It is still possible to install Moodle locally (even on Windows) and develop for it. I run my own custom WAMP, though you can get ‘AMP’s from https://download.moodle.org/releases/latest/. Though the move to ‘public’ in M5.1 was a little challenge. Plus running Behat tests really needs to be done in Linux – I use a virtual machine.
On the subject of information sharing that Petr has indicated, I do write technical posts on eLearningWorld (run by HRDNZ, a Moodle partner - I’m independent though and write them in my free time), such as about how to install and use xDebug (https://www.elearningworld.org/xdebug/) and Behat (https://www.elearningworld.org/behat-part-one/, https://www.elearningworld.org/behat-part-two/ and https://www.elearningworld.org/behat-revisited/) - revisiting them myself at times.
Coming to the main subject of this post, I have noticed (especially as a moderator) a decline in the posts on the forums. This seemed to happen sometime last year, perhaps starting in the late spring and getting progressively quieter. I’m not really sure why and am intrigued as to the reason or reasons.
Admittedly I’m not in the Moodle AI Matrix chat, as I prefer to think about what to reply and form something that can then be seen and found by others long after the moment has passed. A means of write once benefit many. I can find that interactive chat can be distracting and break your train of thought when solving a problem. To me the forums add value as they become a source of information that can be searched and referenced. They are a bridge between developer chat and documentation. They are also a means by which users can engage with developers without the ‘fear’ of joining a chat conversation that makes no sense to them.
I would love to see the forums become more vibrant again, to bring back that overall community connection that everyone can engage in, supporting each other, sharing different experiences, ideas, perspectives and innovations.

[Extracted data entries]

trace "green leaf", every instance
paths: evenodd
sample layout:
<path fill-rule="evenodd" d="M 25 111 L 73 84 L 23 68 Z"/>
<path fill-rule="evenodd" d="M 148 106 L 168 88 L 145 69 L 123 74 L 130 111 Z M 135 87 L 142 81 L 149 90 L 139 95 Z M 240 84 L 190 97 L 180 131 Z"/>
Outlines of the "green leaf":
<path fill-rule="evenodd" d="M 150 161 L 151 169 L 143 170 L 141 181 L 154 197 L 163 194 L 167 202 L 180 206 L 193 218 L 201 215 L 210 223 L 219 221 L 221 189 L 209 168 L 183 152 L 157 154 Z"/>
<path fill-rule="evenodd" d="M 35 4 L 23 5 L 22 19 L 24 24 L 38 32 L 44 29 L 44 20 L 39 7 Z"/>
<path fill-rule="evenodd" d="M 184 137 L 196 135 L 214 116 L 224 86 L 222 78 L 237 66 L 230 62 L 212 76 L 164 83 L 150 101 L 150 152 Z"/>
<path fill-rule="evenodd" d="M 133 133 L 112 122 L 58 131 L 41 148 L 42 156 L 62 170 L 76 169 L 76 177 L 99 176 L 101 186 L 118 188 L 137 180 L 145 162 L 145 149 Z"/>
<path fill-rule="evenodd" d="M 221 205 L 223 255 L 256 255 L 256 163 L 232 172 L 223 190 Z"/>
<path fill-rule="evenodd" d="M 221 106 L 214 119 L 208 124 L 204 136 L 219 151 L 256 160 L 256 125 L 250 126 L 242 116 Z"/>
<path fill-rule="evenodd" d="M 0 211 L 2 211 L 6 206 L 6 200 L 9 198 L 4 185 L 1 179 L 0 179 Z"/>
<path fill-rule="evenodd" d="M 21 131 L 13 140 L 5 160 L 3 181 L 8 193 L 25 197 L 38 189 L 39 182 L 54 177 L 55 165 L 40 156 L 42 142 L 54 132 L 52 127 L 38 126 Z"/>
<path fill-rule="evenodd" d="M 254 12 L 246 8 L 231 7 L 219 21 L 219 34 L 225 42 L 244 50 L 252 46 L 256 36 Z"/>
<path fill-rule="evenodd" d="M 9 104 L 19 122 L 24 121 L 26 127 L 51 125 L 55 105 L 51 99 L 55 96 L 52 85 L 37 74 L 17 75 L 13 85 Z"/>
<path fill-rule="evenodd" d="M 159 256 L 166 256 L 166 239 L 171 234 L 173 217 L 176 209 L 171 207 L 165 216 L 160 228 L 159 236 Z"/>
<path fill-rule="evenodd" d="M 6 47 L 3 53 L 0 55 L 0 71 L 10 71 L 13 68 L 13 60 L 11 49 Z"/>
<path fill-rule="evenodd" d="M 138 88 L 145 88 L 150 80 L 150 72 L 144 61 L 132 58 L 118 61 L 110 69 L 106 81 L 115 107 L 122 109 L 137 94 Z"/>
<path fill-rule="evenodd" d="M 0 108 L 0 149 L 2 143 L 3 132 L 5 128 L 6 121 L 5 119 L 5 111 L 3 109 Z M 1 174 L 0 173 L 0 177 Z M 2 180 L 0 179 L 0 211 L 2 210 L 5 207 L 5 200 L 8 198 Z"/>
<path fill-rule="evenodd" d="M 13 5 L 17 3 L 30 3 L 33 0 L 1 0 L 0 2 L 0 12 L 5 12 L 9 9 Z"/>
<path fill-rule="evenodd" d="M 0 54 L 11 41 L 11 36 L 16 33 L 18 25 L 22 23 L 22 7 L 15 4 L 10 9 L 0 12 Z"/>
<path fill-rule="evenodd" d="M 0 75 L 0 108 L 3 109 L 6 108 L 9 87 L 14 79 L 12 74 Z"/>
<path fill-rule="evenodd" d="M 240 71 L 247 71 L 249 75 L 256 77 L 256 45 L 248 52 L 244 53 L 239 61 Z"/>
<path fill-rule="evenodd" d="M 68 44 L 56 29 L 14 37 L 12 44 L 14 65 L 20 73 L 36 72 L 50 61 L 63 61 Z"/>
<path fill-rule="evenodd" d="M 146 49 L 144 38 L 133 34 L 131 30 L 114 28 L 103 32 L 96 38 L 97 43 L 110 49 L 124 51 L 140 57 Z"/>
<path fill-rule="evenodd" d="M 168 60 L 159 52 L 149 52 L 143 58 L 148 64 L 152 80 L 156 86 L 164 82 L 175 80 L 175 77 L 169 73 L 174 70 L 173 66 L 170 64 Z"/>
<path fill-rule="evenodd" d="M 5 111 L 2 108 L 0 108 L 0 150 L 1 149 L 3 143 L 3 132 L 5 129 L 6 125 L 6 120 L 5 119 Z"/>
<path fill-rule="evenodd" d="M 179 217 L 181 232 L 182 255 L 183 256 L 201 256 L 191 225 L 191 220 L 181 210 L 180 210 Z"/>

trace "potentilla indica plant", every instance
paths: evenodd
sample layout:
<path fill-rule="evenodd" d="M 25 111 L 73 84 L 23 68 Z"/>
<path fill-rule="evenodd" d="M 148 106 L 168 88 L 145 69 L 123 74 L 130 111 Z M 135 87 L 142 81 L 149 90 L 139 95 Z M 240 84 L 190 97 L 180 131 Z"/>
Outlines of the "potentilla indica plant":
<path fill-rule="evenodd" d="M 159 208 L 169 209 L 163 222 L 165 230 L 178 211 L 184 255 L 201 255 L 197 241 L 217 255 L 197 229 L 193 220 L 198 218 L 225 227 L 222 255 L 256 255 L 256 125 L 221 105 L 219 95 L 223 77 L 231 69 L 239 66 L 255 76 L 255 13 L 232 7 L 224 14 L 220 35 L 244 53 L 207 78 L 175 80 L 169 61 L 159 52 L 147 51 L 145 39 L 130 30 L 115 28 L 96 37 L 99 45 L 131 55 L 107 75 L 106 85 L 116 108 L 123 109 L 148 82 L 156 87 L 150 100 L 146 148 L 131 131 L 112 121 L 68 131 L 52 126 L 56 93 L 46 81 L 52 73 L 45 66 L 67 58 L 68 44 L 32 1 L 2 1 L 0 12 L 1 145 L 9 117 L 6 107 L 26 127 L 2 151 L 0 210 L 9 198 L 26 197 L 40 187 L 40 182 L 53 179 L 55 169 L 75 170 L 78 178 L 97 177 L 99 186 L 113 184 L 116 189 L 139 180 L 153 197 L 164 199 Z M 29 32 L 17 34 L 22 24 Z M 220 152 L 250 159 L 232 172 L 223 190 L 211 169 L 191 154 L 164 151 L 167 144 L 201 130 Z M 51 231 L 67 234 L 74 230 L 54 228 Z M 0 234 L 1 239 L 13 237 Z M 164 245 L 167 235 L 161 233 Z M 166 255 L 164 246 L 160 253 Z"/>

* Tasks for this exercise *
(a) According to the post about Moodle forums, what does the writer use to run Behat tests?
(b) Reproduce the post about Moodle forums from "Coming to the" through "reason or reasons.", inclusive.
(c) Carry the post about Moodle forums further, beginning after its final sentence.

* Answers for the exercise *
(a) A Linux virtual machine.

(b)
Coming to the main subject of this post, I have noticed (especially as a moderator) a decline in the posts on the forums. This seemed to happen sometime last year, perhaps starting in the late spring and getting progressively quieter. I’m not really sure why and am intrigued as to the reason or reasons.

(c)
Cheers,
Gareth
Marie, I looked at the Plugins Directory and the video you shared. Great idea. But it highlights what I consider the problem. I think there are two types of plugins - ones that customize Moodle for production, and ones that are quirky passion projects for hobbyists building something magical with Moodle. Everything in the plugin directory is a first-type plugin. There is a small category called 'Other' at the very, very bottom, and it is still mostly first-type plugins, only harder to characterize.
Don't misunderstand. Those first-type plugins are a wonderful resource, amazing, and necessary. They are certainly not the problem. But where are the quirky hobby projects?
For example, a friend is working on a passion-project website documenting Argentine Tango figures. Eventually, it will offer videos, discussions, and lessons. Why isn't he building it on Moodle?
Dominique once tried to launch a courseware project using just questions (what happened to that?). Great idea, but probably needed some plugin work to make it smooth and complete. Except, how would someone building that plugin share their courses with the Moodle community?
Do we want those hobbyists on Moodle? Can they co-exist with the 'serious' developers? OK to say 'No, that's not what Moodle is, not what Moodle does'.
Dear Tom,
Re: "I think there are two types of plugins - ones that customize Moodle for production, and ones that are quirky passion projects for hobbyists building something magical with Moodle".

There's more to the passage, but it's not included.